[Pointing and labeling entries]
• • • • • • •
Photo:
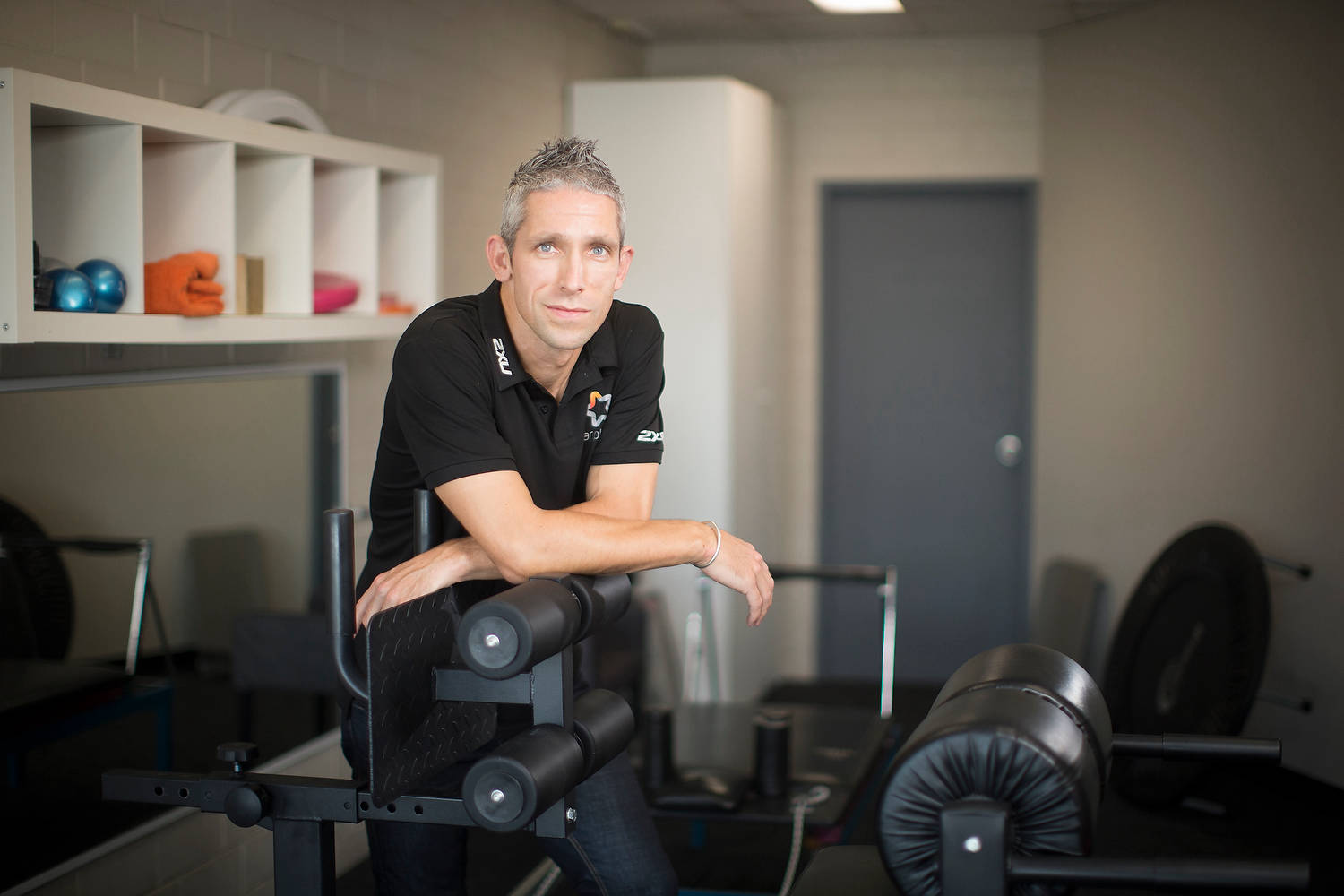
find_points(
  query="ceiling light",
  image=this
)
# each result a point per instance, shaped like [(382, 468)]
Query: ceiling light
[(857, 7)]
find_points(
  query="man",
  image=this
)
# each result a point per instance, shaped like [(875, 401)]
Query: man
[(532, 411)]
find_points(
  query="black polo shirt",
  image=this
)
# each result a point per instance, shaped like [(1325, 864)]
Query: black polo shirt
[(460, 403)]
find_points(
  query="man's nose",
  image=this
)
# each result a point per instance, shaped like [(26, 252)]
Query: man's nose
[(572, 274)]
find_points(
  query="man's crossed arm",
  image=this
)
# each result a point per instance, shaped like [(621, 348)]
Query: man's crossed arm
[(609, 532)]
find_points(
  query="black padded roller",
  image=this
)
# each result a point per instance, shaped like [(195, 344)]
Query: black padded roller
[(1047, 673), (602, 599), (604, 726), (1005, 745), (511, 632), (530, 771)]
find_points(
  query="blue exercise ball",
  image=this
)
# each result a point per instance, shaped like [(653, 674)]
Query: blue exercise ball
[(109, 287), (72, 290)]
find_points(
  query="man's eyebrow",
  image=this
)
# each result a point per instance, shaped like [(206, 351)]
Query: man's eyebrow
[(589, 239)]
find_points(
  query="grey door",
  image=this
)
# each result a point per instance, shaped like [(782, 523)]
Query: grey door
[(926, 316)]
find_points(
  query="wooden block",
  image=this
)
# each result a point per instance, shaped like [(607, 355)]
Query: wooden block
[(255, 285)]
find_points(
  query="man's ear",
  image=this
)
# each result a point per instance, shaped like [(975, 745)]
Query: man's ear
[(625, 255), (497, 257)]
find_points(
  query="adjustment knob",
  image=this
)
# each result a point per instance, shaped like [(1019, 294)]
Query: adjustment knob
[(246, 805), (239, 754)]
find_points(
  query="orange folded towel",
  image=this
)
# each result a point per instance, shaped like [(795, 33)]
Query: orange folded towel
• • • • • • •
Copy the records word for word, starting at the beginning and ending at the line that contains "[(572, 274)]". Leave the pictures out of your copy.

Answer for this exercise:
Photo:
find_points(
  query="ceiling light",
  image=this
)
# each result a point per instance, shaped like [(382, 468)]
Query: ceiling light
[(857, 7)]
find_points(
  query="man",
  image=this
)
# each result a point per instance, shaped like [(875, 401)]
Query: man
[(532, 411)]
find_points(
  query="black polo shirt",
  image=this
)
# each result a point per instance, shaped like [(1325, 864)]
Query: black polo shirt
[(460, 403)]
find_points(
  query="man's nose",
  image=this
)
# each result a point per instance, shaped like [(26, 252)]
Query: man's nose
[(572, 274)]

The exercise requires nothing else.